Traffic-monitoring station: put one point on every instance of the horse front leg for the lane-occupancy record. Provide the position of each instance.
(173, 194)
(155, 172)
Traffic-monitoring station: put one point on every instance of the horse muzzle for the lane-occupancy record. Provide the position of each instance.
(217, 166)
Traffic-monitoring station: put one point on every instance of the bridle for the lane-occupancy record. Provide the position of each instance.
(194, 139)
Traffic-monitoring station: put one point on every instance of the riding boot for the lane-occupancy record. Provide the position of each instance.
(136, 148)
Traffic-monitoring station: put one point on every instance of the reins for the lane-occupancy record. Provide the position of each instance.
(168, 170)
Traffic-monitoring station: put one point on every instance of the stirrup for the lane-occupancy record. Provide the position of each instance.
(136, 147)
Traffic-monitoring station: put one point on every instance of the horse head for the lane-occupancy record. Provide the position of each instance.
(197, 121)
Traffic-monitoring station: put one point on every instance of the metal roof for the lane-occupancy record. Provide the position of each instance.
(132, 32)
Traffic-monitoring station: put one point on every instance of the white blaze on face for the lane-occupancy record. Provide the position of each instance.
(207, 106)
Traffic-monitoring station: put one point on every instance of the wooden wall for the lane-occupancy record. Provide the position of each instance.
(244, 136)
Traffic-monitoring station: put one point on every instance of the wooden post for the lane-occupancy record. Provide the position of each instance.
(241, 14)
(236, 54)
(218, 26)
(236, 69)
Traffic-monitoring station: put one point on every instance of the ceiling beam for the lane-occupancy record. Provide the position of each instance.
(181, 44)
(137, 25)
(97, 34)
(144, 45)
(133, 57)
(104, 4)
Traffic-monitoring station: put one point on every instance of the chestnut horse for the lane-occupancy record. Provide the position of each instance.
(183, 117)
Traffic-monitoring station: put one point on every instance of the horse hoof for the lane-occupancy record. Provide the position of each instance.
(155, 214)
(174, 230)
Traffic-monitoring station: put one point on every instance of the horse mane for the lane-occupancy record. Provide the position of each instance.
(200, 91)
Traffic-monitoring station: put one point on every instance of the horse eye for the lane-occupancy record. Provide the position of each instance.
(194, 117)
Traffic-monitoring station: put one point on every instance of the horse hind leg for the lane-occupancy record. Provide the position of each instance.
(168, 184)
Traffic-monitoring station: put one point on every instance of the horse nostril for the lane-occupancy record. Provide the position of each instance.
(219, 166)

++++

Brief => Beginning with the line that contains "of the white" and continuing through the end of the material, write out every line again, requests included. Multiply each point coordinate in the answers by 1.2, round to whole numbers with halves rounded up, and give only these lines.

Response below =>
Traffic-monitoring station: put one point on every instance of the white blaze on face for the lane-occupancy record. Provide the position of each instance.
(248, 127)
Traffic-monitoring station: put one point on every instance of the wooden wall for the lane-occupancy record. Provide the position of each instance.
(293, 163)
Traffic-monitoring station: put one point on every instance of the wooden post for the lane-occupancy record. Provide the position of each instance.
(289, 17)
(283, 65)
(262, 31)
(283, 83)
Traffic-monitoring station: put one point on every instance of the ceiling beam for the lane-occupancy record. Provide the position of each instance.
(217, 53)
(164, 30)
(116, 41)
(173, 54)
(160, 68)
(125, 5)
Traffic-monitoring station: put one point on every instance of the chestnut horse for the lane-occupancy record. Provide the position of each instance.
(220, 140)
Traffic-monitoring station: put one point on every instance of the horse hoof for the lane-occupancy record. Provide the position of each instance.
(186, 257)
(209, 276)
Traffic-monitoring station: put one point on every instance of the horse mane for the lane-occupancy record. Provide the position of each instance.
(240, 109)
Traffic-monitoring station: put one point on every instance of the horse eye for the lane-occupancy record. Provide the position of each instance.
(233, 140)
Traffic-monitoring station: put one point on every instance of the horse hind leg for the lane-occupancy record. Provide the position of each instance.
(202, 221)
Traffic-monitoring station: put one point on every instance of the horse nostril for the lane-occupancy record. Provide the position of each instance.
(263, 199)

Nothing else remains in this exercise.